GIVEN INSTRUCTION A: From the quarterly report excerpt, extract the passage that begins at the words "Changes in Internal" and stops after "the Risk Factors.".

TEXT TO READ:
Changes in Internal Control over Financial Reporting
Based upon the evaluation performed by our management, which was conducted with the participation of our PEO and CFO, there has been no change in our internal control over financial reporting during the first quarter of 2008 that has materially affected, or is reasonably likely to materially affect, our internal control over financial reporting.
PART II. OTHER INFORMATION
The Company has included in its Annual Report on Form 10-K for the year ended December 31, 2007 a description of certain risks and uncertainties that could affect the Company’s business, future performance or financial condition (“Risk Factors”). The Risk Factors are hereby incorporated in Part II, Item 1A of this Form 10-Q. The information presented below updates, and should be read in conjunction with, the Risk Factors.

GIVEN INSTRUCTION B: Find every line in the rows below that contains the word "handbag", and copy each of those lines.

DATA FOR THIS EXERCISE:
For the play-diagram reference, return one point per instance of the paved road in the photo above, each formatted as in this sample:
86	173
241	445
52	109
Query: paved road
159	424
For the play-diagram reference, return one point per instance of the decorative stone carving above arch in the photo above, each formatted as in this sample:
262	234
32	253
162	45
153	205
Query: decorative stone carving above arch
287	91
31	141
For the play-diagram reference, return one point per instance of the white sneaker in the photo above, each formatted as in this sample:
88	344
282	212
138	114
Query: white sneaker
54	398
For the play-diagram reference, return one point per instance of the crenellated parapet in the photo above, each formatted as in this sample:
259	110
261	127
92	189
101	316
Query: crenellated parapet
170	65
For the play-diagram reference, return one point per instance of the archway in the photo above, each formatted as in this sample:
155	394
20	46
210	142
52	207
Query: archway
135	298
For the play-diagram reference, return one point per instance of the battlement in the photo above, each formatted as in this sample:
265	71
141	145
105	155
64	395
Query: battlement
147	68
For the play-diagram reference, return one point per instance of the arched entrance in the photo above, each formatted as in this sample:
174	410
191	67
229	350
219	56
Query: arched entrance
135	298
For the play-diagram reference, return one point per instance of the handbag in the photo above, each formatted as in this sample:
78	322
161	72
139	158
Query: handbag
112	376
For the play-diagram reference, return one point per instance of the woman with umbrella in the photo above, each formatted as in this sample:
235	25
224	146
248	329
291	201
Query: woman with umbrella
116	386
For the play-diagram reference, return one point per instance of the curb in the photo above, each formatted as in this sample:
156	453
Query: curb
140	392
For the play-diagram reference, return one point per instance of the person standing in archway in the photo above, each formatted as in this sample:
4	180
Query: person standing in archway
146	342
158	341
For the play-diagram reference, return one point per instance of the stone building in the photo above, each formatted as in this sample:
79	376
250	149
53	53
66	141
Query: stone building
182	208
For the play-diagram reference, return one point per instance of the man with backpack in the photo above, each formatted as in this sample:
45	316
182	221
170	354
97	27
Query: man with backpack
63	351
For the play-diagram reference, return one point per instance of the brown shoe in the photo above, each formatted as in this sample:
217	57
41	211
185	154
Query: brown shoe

EXPECTED ANSWER A:
Changes in Internal Control over Financial Reporting
Based upon the evaluation performed by our management, which was conducted with the participation of our PEO and CFO, there has been no change in our internal control over financial reporting during the first quarter of 2008 that has materially affected, or is reasonably likely to materially affect, our internal control over financial reporting.
PART II. OTHER INFORMATION
The Company has included in its Annual Report on Form 10-K for the year ended December 31, 2007 a description of certain risks and uncertainties that could affect the Company’s business, future performance or financial condition (“Risk Factors”). The Risk Factors are hereby incorporated in Part II, Item 1A of this Form 10-Q. The information presented below updates, and should be read in conjunction with, the Risk Factors.

EXPECTED ANSWER B:
For the play-diagram reference, return one point per instance of the handbag in the photo above, each formatted as in this sample:
Query: handbag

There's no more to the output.